>> start

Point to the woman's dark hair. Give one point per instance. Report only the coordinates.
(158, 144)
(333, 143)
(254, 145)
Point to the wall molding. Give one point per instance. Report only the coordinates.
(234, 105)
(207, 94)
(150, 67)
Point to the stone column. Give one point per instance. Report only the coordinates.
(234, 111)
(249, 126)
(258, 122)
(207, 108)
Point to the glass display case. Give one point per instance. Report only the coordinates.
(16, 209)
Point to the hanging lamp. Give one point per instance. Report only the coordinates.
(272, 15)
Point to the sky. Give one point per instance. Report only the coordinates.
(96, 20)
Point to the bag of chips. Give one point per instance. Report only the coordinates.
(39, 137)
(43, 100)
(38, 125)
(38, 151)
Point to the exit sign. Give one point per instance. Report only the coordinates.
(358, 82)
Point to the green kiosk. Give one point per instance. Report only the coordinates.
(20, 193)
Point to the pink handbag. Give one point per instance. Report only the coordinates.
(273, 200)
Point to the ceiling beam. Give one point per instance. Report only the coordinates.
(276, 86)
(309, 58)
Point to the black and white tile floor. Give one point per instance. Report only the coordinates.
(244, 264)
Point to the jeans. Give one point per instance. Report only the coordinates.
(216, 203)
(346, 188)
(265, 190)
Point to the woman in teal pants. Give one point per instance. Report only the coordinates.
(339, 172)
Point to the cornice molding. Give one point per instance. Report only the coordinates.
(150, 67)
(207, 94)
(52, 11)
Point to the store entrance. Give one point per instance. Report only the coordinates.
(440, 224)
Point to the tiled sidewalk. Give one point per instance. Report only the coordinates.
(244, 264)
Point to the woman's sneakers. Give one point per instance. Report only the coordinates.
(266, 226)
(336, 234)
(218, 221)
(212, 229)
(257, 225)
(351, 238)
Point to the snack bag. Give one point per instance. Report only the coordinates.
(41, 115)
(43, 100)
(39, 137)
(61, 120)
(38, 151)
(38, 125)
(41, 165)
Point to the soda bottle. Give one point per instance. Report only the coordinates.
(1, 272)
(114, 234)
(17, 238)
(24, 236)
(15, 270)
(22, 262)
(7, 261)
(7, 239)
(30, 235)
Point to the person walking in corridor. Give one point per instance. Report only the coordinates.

>> end

• EXERCISE DETAILS
Render all the lines above as a numbered list, leaving out any blank lines.

• TASK RESPONSE
1. Point to the woman's dark hair. Give one point per instance. Report only the coordinates.
2. (158, 144)
3. (333, 143)
4. (254, 145)
5. Point to the wall molding. Give one point per instance. Report only the coordinates.
6. (234, 105)
7. (207, 94)
8. (150, 67)
9. Point to the stone column. Give one point per instance. Report only the coordinates.
10. (234, 111)
11. (249, 126)
12. (258, 122)
13. (207, 108)
14. Point to the glass display case. Give one point per instance. Report only the coordinates.
15. (16, 209)
16. Point to the hanging lamp. Give one point per instance. Report only the coordinates.
17. (272, 15)
18. Point to the sky. Give one point per instance. Report only the coordinates.
19. (96, 20)
20. Point to the bag of chips. Give one point per instance. Report only the coordinates.
21. (39, 137)
22. (43, 100)
23. (38, 125)
24. (38, 151)
25. Point to the exit sign. Give one point per instance. Report only the coordinates.
26. (358, 82)
27. Point to the green kiosk. Give one point per instance. Report only the coordinates.
28. (20, 193)
29. Point to the pink handbag. Give one point per instance. Report only the coordinates.
30. (273, 200)
31. Point to the ceiling beam. Give one point per instance. Report only the coordinates.
32. (276, 86)
33. (309, 58)
34. Point to the black and white tile floor. Give one point per instance. Report only the coordinates.
35. (244, 264)
36. Point to the jeans. Give one point per instance. Report only the coordinates.
37. (216, 203)
38. (346, 188)
39. (265, 190)
40. Point to the woman in teal pants. Give one point per instance. Report only the coordinates.
41. (339, 172)
42. Point to the cornice molding. Give one point per instance. Report only the coordinates.
43. (150, 67)
44. (207, 94)
45. (52, 11)
46. Point to the store entrance. Give one point per instance. Report only the coordinates.
47. (440, 224)
48. Point to the tiled sidewalk. Give one point per instance. Report only the coordinates.
49. (244, 264)
50. Point to the woman's sneakers. Give one point per instance. Report only the coordinates.
51. (266, 226)
52. (336, 234)
53. (218, 221)
54. (212, 229)
55. (257, 225)
56. (351, 238)
57. Point to the snack bag. Give one point per instance. Report only the coordinates.
58. (41, 115)
59. (43, 100)
60. (39, 137)
61. (61, 120)
62. (38, 151)
63. (38, 125)
64. (41, 165)
65. Point to the soda bottle. Give one point per instance. Report only the coordinates.
66. (1, 272)
67. (114, 234)
68. (17, 238)
69. (24, 236)
70. (15, 270)
71. (22, 262)
72. (7, 261)
73. (7, 239)
74. (30, 235)
75. Point to the person walking in corridor. Give one point per instance. Report only the coordinates.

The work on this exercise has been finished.